## WRITTEN PROBLEM:
Write out the items below, requests included, from the line containing "of the tall" up to and including the last line of the items, shifting every answer coordinate up by 63 and leaving the numbers in the requests and their sample points unchanged. Leave the pictures out.
--------------------------------
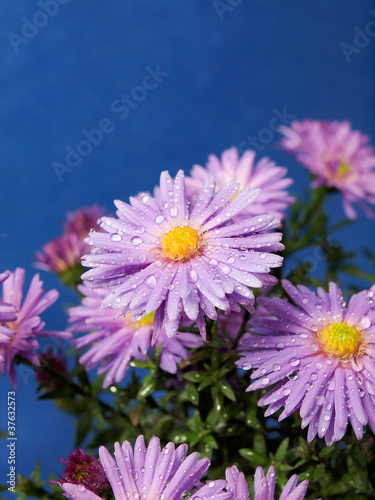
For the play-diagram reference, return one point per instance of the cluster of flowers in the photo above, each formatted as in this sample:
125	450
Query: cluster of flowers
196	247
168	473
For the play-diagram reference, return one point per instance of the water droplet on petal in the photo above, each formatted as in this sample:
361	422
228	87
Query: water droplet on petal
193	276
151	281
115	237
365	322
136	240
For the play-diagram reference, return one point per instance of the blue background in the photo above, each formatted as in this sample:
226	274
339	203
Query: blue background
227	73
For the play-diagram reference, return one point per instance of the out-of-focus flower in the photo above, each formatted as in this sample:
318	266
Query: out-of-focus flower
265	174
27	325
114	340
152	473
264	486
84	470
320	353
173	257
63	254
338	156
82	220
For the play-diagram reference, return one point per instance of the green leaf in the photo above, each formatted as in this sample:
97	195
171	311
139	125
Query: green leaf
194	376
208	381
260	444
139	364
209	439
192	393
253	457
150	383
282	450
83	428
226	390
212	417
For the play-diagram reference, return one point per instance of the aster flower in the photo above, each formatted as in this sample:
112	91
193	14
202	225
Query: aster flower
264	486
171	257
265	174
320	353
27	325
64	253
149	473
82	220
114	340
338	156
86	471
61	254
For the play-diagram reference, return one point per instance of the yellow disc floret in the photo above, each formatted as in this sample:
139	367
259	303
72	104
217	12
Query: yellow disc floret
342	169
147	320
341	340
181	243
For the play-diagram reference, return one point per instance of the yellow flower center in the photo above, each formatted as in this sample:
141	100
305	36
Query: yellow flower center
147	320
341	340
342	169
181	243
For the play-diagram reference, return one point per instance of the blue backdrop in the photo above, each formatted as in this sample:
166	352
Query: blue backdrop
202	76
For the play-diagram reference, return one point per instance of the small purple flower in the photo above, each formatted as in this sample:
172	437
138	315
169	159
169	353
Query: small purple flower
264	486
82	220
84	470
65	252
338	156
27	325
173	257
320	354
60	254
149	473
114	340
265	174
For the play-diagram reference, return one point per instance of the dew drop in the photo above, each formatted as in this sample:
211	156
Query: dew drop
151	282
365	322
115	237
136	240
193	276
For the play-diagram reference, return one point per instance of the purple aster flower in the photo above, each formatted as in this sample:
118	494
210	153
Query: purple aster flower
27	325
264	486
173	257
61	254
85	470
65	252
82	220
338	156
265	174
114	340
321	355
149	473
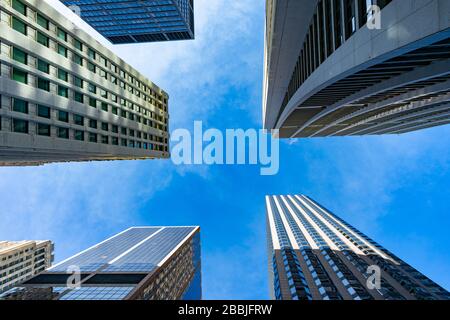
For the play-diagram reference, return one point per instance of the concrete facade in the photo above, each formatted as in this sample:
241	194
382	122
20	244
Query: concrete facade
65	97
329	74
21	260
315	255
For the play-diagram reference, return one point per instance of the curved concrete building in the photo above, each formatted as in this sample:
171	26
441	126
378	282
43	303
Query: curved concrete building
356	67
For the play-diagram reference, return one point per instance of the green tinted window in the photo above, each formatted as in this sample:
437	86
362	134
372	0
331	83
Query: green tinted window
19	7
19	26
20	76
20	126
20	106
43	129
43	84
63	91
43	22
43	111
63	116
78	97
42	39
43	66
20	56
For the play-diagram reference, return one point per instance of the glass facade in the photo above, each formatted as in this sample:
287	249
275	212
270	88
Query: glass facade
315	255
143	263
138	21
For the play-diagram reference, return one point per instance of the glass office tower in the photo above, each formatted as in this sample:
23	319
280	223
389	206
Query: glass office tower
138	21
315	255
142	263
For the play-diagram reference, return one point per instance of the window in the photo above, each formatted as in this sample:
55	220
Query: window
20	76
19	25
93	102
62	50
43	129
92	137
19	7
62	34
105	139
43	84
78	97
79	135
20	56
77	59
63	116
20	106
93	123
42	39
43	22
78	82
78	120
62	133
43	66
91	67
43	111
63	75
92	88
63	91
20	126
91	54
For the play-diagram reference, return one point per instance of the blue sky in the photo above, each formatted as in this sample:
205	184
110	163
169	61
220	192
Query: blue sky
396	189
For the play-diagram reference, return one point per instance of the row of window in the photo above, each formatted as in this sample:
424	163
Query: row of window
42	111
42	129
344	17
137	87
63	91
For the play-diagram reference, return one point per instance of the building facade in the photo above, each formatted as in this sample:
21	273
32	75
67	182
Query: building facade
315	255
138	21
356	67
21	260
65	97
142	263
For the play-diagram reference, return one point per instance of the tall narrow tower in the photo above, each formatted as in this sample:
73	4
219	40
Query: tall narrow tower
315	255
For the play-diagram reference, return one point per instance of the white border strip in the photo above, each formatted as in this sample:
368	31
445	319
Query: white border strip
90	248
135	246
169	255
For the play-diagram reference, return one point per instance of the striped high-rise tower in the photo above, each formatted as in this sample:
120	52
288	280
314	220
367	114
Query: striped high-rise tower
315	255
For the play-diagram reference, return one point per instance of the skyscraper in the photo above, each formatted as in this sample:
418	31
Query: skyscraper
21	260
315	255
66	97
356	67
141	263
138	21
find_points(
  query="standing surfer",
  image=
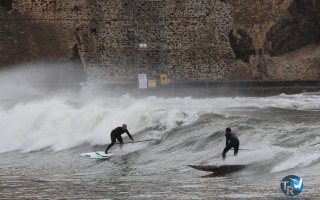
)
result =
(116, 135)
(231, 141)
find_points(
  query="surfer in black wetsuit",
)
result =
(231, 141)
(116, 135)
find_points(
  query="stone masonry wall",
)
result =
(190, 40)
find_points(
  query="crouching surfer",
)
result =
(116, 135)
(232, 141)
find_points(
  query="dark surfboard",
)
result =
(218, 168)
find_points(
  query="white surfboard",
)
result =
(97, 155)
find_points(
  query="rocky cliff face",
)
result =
--------------------------------
## EXPECTED ANSWER:
For the play-diagram reference, return one point per instance of the tall narrow tower in the photo above, each formatted as in this sample:
73	4
219	40
Query: tall narrow tower
378	318
For the play-diagram reference, return one point per instance of the white border strip in the photo above, each formatted as in this sample:
368	31
445	319
Query: white border strip
153	311
198	309
232	318
For the play-diagram reference, return one point per instance of the striped high-rise tower in the photo above, each formatted as in this sample:
120	52
288	280
314	220
367	114
Query: striped high-rise tower
378	318
For the play-diagram reference, return one point per instance of the skyscraper in the photo above, each formatted as in this sample:
418	31
Query: skyscraper
84	323
378	318
129	160
419	130
204	326
201	84
find_points(
  query="standing surfer",
  image=
)
result =
(179, 198)
(294, 204)
find_points(
  query="surfer in black wetsuit",
)
result =
(294, 204)
(179, 198)
find_points(
  query="stone masonry wall",
)
result =
(253, 103)
find_points(
  query="crouching surfer",
)
result =
(179, 198)
(295, 204)
find_points(
  query="dark surfboard",
)
result =
(281, 231)
find_points(
  query="white surfboard",
)
result =
(160, 218)
find_points(
  query="rocky cliff face",
)
result =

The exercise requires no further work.